■ WHAT IS NEEDED
Pull out each line below that contains the word "pond" and copy every one in full.
───── PROVIDED DATA
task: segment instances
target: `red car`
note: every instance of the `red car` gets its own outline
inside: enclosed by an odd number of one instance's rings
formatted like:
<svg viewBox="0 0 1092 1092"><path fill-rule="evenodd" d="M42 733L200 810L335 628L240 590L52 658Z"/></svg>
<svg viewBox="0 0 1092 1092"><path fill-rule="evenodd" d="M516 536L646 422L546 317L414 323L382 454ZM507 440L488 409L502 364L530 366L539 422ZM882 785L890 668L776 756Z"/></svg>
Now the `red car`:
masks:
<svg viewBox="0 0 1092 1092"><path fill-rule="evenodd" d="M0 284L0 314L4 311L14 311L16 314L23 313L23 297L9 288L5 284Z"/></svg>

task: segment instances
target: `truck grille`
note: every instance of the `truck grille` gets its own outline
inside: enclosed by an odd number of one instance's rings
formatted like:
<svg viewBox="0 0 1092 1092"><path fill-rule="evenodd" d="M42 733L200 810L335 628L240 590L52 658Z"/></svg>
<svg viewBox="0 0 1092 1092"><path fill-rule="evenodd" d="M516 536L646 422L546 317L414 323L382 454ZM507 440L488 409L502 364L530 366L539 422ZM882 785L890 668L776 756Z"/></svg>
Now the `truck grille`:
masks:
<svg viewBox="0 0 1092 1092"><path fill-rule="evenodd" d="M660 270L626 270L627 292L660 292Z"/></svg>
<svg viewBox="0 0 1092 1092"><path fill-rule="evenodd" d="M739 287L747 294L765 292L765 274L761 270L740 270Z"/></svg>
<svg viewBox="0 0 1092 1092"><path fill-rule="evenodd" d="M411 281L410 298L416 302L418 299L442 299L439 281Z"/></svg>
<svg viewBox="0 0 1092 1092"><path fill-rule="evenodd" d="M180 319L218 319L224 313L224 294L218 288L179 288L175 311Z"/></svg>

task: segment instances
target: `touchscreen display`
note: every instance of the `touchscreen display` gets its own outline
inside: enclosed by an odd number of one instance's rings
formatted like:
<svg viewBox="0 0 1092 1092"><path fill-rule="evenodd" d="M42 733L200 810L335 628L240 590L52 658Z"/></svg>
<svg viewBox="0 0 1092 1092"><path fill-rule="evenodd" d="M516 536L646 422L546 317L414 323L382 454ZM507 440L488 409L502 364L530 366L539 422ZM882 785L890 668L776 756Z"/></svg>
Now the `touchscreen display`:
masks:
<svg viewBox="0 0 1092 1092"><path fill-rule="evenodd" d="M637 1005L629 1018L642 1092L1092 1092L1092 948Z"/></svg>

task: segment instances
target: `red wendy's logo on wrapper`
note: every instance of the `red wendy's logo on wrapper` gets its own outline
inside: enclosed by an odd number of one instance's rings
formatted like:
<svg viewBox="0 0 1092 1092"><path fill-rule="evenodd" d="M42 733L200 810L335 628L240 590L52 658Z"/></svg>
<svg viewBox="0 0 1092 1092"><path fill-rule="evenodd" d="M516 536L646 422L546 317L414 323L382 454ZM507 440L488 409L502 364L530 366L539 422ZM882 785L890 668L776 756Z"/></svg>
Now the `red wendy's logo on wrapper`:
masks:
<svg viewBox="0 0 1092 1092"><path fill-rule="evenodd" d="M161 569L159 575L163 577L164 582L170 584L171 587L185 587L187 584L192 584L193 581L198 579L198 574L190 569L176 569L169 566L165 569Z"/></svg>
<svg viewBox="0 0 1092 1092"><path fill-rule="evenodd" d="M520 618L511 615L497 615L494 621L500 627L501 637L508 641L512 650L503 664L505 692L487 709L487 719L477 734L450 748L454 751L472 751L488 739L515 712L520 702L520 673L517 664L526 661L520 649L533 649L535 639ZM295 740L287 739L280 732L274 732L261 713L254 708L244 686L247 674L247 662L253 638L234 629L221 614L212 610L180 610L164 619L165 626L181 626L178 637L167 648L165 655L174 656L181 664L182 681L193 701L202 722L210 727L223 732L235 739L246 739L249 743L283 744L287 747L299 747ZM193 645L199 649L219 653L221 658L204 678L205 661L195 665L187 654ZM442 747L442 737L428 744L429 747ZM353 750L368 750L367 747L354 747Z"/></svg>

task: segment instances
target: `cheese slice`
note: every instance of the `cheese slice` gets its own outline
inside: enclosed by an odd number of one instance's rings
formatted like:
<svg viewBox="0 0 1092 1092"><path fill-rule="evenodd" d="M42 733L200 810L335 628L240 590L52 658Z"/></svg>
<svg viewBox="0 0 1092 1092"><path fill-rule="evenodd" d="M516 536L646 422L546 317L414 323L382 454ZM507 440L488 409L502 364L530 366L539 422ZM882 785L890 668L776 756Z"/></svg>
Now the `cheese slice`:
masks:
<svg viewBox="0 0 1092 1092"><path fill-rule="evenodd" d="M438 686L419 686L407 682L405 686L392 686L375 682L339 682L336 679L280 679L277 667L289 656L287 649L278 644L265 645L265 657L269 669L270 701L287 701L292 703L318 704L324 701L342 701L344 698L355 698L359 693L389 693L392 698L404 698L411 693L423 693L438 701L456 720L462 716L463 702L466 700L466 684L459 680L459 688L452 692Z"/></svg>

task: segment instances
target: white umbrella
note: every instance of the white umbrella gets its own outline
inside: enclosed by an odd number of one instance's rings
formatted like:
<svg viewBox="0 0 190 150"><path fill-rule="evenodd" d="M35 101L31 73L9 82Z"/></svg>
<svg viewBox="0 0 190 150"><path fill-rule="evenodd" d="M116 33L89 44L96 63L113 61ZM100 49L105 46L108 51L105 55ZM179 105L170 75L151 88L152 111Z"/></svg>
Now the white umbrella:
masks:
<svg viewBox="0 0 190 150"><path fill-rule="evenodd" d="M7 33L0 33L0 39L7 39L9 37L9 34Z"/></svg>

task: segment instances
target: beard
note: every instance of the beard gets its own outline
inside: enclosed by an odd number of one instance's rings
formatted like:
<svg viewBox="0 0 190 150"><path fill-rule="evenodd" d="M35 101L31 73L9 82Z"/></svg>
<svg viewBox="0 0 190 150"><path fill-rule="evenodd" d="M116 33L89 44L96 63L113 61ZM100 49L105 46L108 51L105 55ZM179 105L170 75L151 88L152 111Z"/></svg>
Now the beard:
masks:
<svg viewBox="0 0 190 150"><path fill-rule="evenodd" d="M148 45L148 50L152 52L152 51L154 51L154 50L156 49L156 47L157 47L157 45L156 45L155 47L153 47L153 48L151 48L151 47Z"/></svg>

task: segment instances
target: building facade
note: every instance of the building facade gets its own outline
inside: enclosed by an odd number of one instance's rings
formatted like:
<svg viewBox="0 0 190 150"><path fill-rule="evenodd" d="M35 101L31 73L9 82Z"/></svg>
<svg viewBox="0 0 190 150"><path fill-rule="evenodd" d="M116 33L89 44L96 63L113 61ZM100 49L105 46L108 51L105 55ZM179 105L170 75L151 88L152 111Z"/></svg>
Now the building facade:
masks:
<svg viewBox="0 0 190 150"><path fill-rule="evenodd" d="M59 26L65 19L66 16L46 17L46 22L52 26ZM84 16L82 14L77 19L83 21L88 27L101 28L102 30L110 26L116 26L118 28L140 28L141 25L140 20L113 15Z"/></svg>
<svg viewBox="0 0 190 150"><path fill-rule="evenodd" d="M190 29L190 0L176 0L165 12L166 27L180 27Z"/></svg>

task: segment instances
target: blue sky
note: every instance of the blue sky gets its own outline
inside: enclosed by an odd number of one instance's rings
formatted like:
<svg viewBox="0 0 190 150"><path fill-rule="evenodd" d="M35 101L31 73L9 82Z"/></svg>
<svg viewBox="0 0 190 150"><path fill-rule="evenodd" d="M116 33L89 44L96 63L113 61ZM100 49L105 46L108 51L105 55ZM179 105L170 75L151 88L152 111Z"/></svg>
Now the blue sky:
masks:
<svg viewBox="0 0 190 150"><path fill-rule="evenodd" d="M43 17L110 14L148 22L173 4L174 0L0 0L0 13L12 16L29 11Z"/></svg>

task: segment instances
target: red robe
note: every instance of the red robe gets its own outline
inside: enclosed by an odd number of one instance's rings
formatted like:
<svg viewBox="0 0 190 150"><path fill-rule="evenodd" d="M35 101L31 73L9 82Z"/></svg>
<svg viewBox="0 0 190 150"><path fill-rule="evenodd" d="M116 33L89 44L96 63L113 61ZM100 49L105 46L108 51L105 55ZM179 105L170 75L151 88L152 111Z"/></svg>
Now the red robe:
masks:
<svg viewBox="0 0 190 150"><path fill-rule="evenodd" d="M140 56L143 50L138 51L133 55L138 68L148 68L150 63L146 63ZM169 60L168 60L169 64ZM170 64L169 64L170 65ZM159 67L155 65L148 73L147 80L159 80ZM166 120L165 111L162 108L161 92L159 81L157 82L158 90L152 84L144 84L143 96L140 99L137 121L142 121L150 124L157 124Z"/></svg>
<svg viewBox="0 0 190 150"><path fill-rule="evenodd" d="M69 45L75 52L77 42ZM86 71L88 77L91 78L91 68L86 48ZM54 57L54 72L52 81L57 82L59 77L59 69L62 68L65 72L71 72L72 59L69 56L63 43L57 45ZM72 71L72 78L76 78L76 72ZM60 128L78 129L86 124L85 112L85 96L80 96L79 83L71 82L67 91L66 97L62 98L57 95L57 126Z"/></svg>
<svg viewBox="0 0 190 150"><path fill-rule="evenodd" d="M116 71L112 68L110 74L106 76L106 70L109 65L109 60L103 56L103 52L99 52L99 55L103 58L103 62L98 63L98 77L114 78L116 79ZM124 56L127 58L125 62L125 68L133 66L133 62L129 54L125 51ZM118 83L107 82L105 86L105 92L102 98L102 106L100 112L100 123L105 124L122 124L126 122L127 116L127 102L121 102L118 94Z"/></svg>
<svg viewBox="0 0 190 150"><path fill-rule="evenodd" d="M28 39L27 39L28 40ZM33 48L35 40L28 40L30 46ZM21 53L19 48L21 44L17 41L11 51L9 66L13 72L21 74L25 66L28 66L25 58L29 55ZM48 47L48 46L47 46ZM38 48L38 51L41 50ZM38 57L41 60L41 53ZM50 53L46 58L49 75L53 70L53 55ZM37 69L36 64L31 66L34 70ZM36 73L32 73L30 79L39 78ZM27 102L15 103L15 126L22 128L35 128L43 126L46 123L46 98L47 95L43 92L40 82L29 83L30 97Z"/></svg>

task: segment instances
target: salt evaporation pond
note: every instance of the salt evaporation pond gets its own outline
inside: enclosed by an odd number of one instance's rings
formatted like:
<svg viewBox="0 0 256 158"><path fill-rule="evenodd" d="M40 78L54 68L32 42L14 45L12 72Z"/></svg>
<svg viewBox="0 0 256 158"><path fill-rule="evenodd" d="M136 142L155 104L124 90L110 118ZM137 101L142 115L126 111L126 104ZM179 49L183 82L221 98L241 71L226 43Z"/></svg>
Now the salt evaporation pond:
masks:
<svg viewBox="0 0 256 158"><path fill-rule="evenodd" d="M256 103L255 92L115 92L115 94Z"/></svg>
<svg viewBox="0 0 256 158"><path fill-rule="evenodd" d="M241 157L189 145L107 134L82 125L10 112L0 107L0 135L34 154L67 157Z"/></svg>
──────────
■ TASK OUTPUT
target: salt evaporation pond
note: every instance of the salt evaporation pond gets its own outline
Now the salt evaporation pond:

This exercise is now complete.